Which lines in the listing below contain the word "kitchen"? Copy each one in full.

--- Start ---

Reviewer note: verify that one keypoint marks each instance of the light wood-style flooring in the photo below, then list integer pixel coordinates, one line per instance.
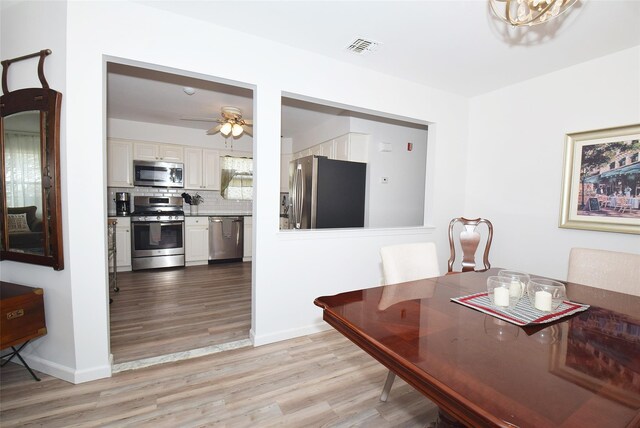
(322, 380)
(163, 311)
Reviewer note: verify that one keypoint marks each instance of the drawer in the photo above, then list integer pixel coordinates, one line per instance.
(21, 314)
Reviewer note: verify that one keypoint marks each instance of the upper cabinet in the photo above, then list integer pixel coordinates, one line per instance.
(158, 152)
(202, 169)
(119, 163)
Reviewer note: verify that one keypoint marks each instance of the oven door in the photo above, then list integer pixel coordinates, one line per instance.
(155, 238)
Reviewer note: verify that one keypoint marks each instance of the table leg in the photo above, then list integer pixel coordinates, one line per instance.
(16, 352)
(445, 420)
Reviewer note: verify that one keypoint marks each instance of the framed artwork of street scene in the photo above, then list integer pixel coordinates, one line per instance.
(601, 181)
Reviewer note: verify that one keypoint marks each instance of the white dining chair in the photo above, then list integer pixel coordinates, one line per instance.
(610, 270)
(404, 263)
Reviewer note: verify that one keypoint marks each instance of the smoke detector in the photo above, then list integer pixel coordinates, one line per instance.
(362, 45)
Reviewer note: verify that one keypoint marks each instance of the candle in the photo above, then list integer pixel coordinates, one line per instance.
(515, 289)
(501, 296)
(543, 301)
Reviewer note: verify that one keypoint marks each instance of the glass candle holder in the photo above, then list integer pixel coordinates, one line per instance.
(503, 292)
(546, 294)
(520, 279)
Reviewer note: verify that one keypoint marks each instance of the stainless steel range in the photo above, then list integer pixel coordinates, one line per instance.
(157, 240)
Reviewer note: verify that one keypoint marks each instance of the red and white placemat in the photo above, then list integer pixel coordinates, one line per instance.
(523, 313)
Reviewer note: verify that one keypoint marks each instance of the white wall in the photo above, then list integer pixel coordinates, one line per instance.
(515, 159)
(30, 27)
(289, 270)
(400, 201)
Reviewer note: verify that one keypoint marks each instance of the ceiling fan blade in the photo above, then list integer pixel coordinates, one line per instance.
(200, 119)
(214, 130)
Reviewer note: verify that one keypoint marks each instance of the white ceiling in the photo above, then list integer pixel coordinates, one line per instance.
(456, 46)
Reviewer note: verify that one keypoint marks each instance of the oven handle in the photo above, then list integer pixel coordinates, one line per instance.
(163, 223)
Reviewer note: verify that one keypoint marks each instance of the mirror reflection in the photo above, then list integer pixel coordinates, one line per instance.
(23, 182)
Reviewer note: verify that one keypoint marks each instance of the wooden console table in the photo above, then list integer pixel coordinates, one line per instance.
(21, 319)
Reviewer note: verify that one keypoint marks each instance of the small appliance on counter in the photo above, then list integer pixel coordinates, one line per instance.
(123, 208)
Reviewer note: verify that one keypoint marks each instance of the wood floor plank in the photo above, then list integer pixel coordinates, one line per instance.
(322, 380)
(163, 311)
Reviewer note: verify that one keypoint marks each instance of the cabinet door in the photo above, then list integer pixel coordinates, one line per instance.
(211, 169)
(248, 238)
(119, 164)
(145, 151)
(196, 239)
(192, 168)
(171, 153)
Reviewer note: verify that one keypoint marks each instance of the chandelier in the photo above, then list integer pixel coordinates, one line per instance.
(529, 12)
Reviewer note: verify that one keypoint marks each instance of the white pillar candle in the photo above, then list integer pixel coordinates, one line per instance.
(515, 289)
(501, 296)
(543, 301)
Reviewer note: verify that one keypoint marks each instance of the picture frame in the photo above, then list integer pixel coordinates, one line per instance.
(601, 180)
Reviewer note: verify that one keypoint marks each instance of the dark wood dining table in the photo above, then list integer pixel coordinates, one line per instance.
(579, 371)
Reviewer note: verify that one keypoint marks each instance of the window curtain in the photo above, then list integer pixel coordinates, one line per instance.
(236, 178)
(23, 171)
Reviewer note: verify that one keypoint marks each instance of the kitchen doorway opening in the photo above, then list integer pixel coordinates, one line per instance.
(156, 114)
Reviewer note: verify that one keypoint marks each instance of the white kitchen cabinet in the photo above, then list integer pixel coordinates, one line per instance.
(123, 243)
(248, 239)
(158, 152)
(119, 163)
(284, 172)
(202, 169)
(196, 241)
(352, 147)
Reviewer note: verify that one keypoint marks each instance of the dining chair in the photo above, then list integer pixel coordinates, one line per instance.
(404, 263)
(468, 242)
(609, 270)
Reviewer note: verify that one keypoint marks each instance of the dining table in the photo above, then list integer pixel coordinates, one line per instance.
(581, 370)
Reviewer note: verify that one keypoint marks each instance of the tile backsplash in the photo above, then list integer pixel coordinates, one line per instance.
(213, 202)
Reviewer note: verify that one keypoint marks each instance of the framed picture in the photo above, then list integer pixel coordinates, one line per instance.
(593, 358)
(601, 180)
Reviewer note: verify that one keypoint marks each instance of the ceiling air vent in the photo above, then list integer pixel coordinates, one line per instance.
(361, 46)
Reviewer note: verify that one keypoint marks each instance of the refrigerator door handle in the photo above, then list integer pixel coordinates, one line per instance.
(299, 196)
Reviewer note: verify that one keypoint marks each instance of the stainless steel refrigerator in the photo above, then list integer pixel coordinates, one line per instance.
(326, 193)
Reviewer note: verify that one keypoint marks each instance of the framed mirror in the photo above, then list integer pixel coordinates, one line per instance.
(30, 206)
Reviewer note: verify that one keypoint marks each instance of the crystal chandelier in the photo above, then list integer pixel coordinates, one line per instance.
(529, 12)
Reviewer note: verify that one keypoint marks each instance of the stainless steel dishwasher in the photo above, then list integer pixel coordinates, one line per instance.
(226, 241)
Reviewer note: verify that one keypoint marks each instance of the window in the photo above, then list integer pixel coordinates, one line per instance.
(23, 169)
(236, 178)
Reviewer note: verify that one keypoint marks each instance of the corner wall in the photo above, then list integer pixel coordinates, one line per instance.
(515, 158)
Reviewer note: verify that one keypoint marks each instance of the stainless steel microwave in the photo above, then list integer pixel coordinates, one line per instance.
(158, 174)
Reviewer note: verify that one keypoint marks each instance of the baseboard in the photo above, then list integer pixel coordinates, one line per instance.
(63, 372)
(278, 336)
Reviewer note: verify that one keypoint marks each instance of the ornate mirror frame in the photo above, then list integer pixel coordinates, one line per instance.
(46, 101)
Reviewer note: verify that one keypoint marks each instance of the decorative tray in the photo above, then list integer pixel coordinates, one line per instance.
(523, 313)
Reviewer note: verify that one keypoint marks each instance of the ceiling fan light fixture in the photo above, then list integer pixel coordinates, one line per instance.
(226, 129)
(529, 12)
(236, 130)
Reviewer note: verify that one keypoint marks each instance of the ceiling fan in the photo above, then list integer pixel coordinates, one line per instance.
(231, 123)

--- End ---
--- Start ---

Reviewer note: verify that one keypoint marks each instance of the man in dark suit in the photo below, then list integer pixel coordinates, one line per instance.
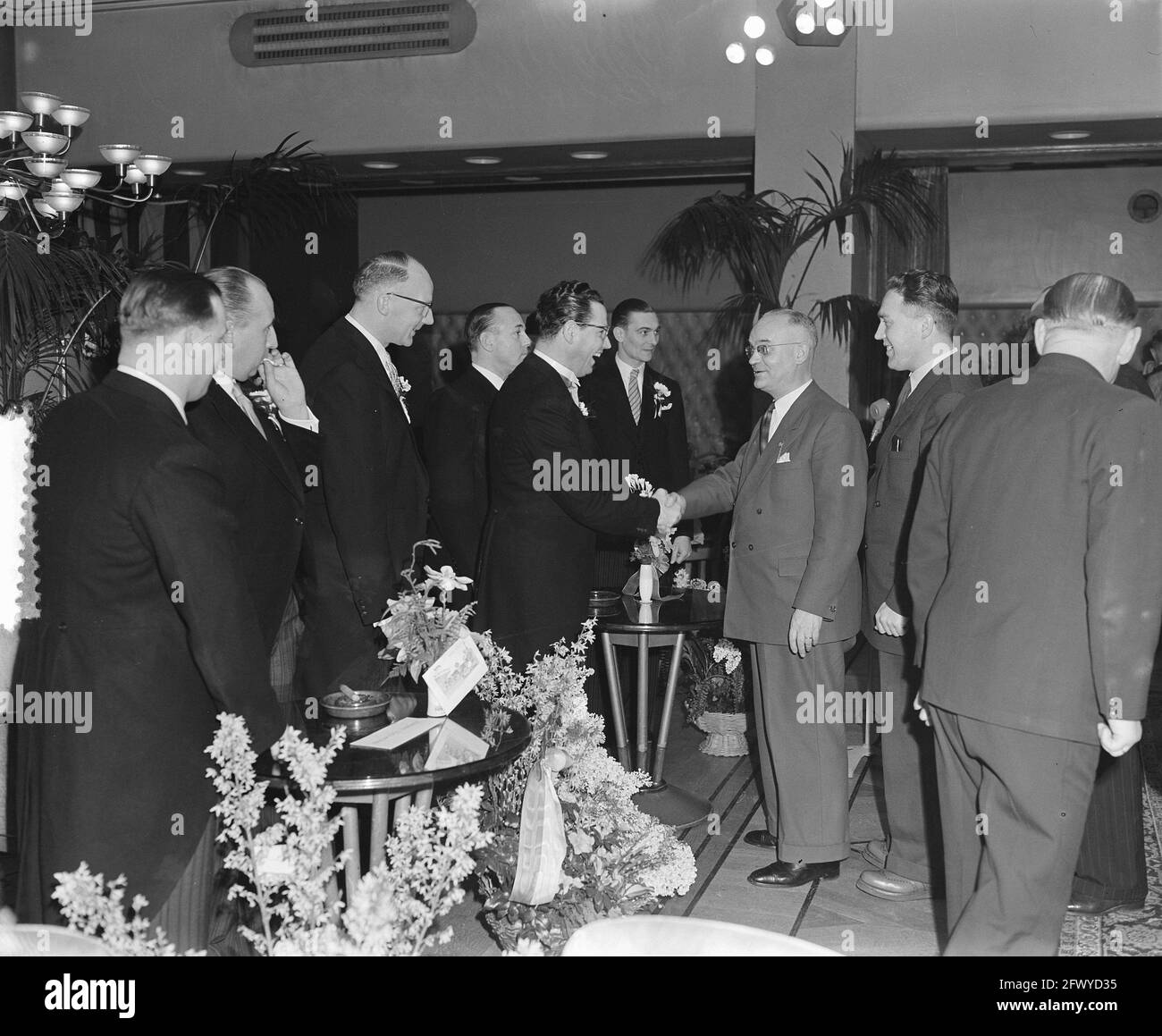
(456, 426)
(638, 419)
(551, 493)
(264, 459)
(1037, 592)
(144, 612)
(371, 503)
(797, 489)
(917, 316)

--- End ---

• [Solution for this task]:
Reviewer note: verify that one keypoint marks each instance of the kitchen doorway opening in the photo above, then list integer pixel coordinates, one line per instance.
Reviewer note: verify that one keypoint marks each instance of the white kitchen cabinet in the photo above, then list integer pixel coordinates, one line per instance.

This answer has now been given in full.